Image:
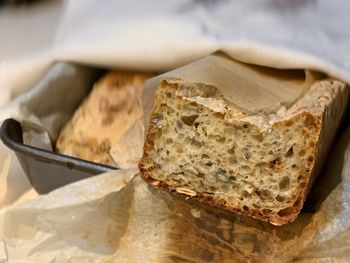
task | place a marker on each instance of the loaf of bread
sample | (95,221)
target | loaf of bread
(258,164)
(106,114)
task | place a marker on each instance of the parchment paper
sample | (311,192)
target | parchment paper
(106,219)
(116,217)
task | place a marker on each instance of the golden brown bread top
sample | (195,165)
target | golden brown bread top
(110,109)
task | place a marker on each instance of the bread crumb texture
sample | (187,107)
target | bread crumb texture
(200,145)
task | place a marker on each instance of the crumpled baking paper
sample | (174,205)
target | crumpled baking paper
(116,217)
(158,227)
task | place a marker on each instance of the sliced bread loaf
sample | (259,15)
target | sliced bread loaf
(200,145)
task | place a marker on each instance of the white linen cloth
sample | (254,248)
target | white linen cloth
(163,34)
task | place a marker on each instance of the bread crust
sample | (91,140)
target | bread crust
(317,116)
(111,108)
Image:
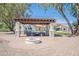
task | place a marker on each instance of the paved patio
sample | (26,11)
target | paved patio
(50,46)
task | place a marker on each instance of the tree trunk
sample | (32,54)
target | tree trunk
(62,13)
(77,7)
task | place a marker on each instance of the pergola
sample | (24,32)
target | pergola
(20,22)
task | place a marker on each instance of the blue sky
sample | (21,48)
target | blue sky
(38,12)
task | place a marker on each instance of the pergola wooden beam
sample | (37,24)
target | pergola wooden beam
(34,20)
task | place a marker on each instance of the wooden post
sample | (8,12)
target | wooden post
(51,29)
(17,28)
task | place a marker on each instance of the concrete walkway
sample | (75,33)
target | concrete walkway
(10,45)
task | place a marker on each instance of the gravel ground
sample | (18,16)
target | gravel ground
(57,46)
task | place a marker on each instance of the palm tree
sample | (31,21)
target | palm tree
(75,12)
(60,9)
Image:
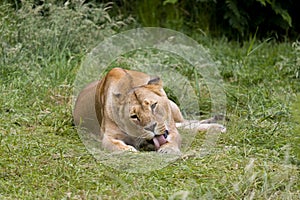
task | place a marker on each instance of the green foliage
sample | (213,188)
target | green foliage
(42,156)
(233,18)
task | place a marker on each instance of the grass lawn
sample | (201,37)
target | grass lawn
(42,156)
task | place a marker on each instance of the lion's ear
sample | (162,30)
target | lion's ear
(155,81)
(118,97)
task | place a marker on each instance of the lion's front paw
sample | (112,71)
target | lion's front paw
(129,148)
(169,149)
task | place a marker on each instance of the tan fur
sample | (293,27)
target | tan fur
(128,109)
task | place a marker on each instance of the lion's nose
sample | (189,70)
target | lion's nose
(151,127)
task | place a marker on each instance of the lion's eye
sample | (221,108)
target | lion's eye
(153,106)
(135,117)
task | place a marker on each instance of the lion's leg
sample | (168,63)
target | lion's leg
(113,144)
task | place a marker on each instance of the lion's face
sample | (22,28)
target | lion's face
(145,113)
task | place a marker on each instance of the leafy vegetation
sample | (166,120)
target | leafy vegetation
(42,156)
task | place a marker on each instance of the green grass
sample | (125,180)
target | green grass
(43,157)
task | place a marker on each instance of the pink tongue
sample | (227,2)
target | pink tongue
(159,140)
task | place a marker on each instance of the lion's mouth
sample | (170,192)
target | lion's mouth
(159,140)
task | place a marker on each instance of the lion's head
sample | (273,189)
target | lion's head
(143,111)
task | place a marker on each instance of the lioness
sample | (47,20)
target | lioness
(133,112)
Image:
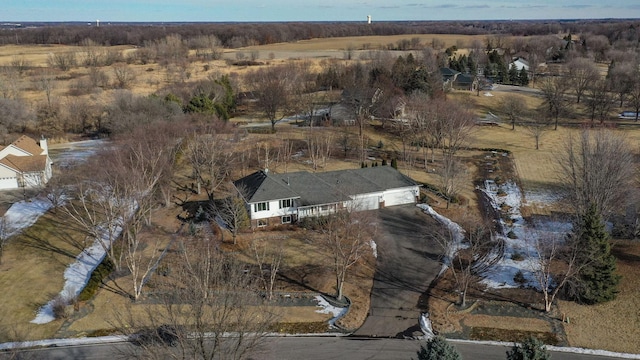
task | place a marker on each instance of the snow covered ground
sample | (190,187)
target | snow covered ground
(326,308)
(23,214)
(519,237)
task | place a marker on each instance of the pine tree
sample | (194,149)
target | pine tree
(597,279)
(523,77)
(513,74)
(530,349)
(438,348)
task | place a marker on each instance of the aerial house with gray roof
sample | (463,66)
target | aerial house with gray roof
(274,199)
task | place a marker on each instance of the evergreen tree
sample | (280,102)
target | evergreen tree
(513,74)
(438,348)
(523,77)
(530,349)
(597,279)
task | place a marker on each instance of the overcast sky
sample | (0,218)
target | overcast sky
(312,10)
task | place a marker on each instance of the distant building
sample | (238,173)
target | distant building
(24,164)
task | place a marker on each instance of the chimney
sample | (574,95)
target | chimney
(44,146)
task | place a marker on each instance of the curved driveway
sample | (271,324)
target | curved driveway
(407,263)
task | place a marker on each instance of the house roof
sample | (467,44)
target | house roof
(25,163)
(28,144)
(320,188)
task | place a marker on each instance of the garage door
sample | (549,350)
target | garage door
(8,183)
(399,197)
(367,202)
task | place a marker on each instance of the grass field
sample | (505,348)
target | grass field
(35,273)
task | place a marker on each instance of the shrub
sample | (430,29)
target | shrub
(438,348)
(530,349)
(519,278)
(59,307)
(97,276)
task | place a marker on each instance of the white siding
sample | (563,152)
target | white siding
(274,210)
(8,183)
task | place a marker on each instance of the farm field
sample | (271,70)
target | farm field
(26,271)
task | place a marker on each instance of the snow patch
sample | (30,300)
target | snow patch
(326,308)
(23,214)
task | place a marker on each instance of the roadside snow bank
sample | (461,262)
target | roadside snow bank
(78,273)
(456,234)
(326,308)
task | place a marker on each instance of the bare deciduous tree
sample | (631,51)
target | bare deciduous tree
(273,88)
(554,90)
(452,177)
(209,308)
(123,76)
(319,149)
(597,167)
(473,252)
(582,73)
(233,212)
(346,237)
(513,107)
(268,257)
(210,160)
(555,264)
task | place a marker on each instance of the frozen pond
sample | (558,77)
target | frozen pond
(65,155)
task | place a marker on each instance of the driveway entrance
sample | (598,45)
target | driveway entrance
(407,263)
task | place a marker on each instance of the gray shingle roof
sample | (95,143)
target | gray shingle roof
(321,188)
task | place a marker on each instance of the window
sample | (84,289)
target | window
(261,207)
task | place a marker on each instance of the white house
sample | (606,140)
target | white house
(274,199)
(519,63)
(24,164)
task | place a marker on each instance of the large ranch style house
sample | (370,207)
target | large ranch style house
(274,199)
(24,164)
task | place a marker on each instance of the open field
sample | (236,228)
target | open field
(35,273)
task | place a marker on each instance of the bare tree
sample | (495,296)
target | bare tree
(346,237)
(582,72)
(536,127)
(20,64)
(554,91)
(634,93)
(4,236)
(62,61)
(209,308)
(268,257)
(210,160)
(124,76)
(233,213)
(599,100)
(452,177)
(273,88)
(555,264)
(319,148)
(597,167)
(472,250)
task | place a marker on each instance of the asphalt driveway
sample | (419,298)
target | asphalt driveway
(407,263)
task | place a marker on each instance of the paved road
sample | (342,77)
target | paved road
(308,348)
(407,264)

· · ·

WHAT TO WORK ON
Transcribe all of the rows above without any changes, leaving out the pictures.

PROBLEM SOLUTION
Image:
task | place a marker on each instance of the loaf of bread
sample | (95,221)
target | loaf of bread
(258,164)
(106,114)
task | place a marker on each instance of the parchment paper
sample | (311,192)
target | parchment paper
(106,219)
(116,217)
task | place a marker on each instance of the golden brown bread top
sample | (195,165)
target | golden brown bread top
(110,109)
task | place a marker on each instance of the bread crumb texture
sample | (187,107)
target | bread crumb texture
(200,145)
task | place a marker on each instance of the crumpled baking paper
sample | (174,205)
target | crumpled baking paper
(116,217)
(158,227)
task | place a marker on each instance of the sliced bread loaf
sample | (259,15)
target | sliced bread loaf
(200,145)
task | place a marker on each instance of the white linen cloth
sample | (254,248)
target | white linen cloth
(163,34)
task | place a marker on each instance of the bread crust
sample | (91,140)
target | bread crust
(317,116)
(111,108)
Image:
task | place a marker on each instance of the paved patio
sample | (26,11)
target | paved patio
(50,46)
task | place a marker on each instance of the tree trunk
sample | (32,54)
target | tree trunk
(62,13)
(77,7)
task | place a marker on each instance of the pergola
sample | (24,32)
target | pergola
(20,22)
task | place a marker on each instance of the blue sky
sample | (21,48)
target | blue sky
(38,12)
task | place a marker on each instance of the pergola wooden beam
sample | (37,24)
target | pergola wooden beam
(34,20)
task | place a marker on each instance of the wooden post
sample | (8,12)
target | wooden post
(51,29)
(17,28)
task | place a marker on each instance of the concrete walkway
sample | (75,33)
target | concrete walkway
(10,45)
task | place a marker on each instance of the gravel ground
sample | (18,16)
target | gravel ground
(57,46)
task | place a marker on each instance of the palm tree
sample | (31,21)
target | palm tree
(75,12)
(60,9)
Image:
task | place a marker on each instance of the green foliage
sample | (213,188)
target | green foliage
(42,156)
(233,18)
task | place a marker on each instance of the grass lawn
sample | (201,37)
target | grass lawn
(42,156)
task | place a marker on each instance of the lion's ear
sample | (162,30)
target | lion's ear
(155,81)
(118,97)
task | place a marker on each instance of the lion's front paw
sample | (112,71)
target | lion's front paw
(129,148)
(169,149)
task | place a marker on each instance of the tan fur
sample | (293,27)
target | tan fur
(128,109)
task | place a marker on each instance of the lion's nose
sample | (189,70)
target | lion's nose
(151,127)
task | place a marker on each instance of the lion's eye
sample | (221,108)
target | lion's eye
(153,106)
(135,117)
task | place a marker on each instance of the lion's leg
sample | (168,63)
target | lion's leg
(113,144)
task | place a marker on each instance of the lion's face
sample | (22,28)
target | lion's face
(145,113)
task | place a marker on each instance of the leafy vegetation
sample | (166,120)
target | leafy vegetation
(42,156)
task | place a marker on each instance of the green grass
sample | (125,180)
target | green grass
(43,157)
task | place a marker on each instance of the pink tongue
sample | (227,2)
target | pink tongue
(159,140)
task | place a marker on each instance of the lion's mouth
sample | (170,192)
target | lion's mouth
(159,140)
task | place a marker on each instance of the lion's head
sample | (273,189)
target | lion's head
(143,111)
task | place a marker on each instance of the lioness
sample | (47,20)
target | lioness
(133,112)
Image:
task | place a marker on each instance of the snow covered ground
sample | (190,187)
target | snow covered ground
(326,308)
(23,214)
(519,237)
task | place a marker on each instance of the pine tree
sample | (194,149)
target | pine tree
(597,279)
(523,77)
(513,74)
(530,349)
(438,348)
task | place a marker on each instance of the aerial house with gray roof
sample | (463,66)
target | aerial house with gray roof
(274,199)
task | place a marker on each instance of the evergreen tree
sample | (280,102)
target | evergreen tree
(513,74)
(438,348)
(523,77)
(530,349)
(597,279)
task | place a marker on each instance of the overcast sky
sample | (0,218)
target | overcast sky
(312,10)
task | place a marker on each instance of the distant building
sample | (238,173)
target | distant building
(24,164)
task | place a marker on each instance of the chimney
sample | (574,95)
target | chimney
(44,146)
task | place a marker on each instance of the curved driveway
sample | (271,324)
target | curved driveway
(407,263)
task | place a marker on each instance of the house roof
sample | (467,44)
target | house roof
(25,163)
(28,144)
(320,188)
task | place a marker on each instance of the garage door
sample | (549,350)
target | garage door
(8,183)
(399,197)
(367,202)
task | place a marker on each instance of the grass field
sample | (505,348)
target | grass field
(35,273)
task | place a marker on each instance of the shrub
sample | (430,29)
target | shrub
(438,348)
(530,349)
(519,278)
(59,307)
(97,276)
task | place a marker on each instance of the white siding
sample | (563,152)
target | white siding
(274,210)
(8,183)
task | place a marker on each instance of the farm field
sample | (271,70)
target | farm field
(26,271)
task | place a marker on each instance of the snow patch
sample | (30,300)
target | snow patch
(326,308)
(23,214)
task | place a marker on each instance of the roadside snow bank
sample | (461,262)
target | roadside snow bank
(78,273)
(456,234)
(326,308)
task | place a marker on each instance of the bare deciduous tree
sample | (631,51)
target | bare deciduous tree
(273,88)
(554,90)
(452,177)
(209,308)
(123,76)
(319,149)
(597,167)
(473,252)
(582,73)
(233,212)
(346,237)
(513,107)
(268,257)
(210,160)
(555,264)
task | place a marker on each instance of the frozen pond
sample | (558,77)
target | frozen pond
(65,155)
task | place a marker on each instance of the driveway entrance
sample | (598,45)
target | driveway entrance
(407,263)
task | place a marker on each instance of the gray shingle roof
sample | (95,143)
target | gray shingle roof
(321,188)
task | place a marker on each instance of the window
sample | (84,289)
target | window
(261,207)
task | place a marker on each instance of the white house
sample | (606,140)
target | white house
(274,199)
(519,63)
(24,164)
task | place a marker on each instance of the large ranch style house
sample | (370,207)
target | large ranch style house
(274,199)
(24,164)
task | place a marker on each instance of the open field
sample | (236,228)
target | open field
(35,273)
task | place a marker on each instance of the bare tree
sample | (495,296)
target | bare tree
(346,237)
(582,72)
(536,127)
(20,64)
(554,91)
(634,93)
(4,236)
(62,61)
(209,308)
(268,257)
(210,160)
(124,76)
(233,213)
(599,100)
(452,177)
(273,88)
(555,264)
(319,148)
(597,167)
(472,250)
task | place a marker on each instance of the asphalt driveway
sample | (419,298)
target | asphalt driveway
(407,263)
task | place a marker on each instance of the paved road
sample | (342,77)
target | paved road
(308,348)
(407,264)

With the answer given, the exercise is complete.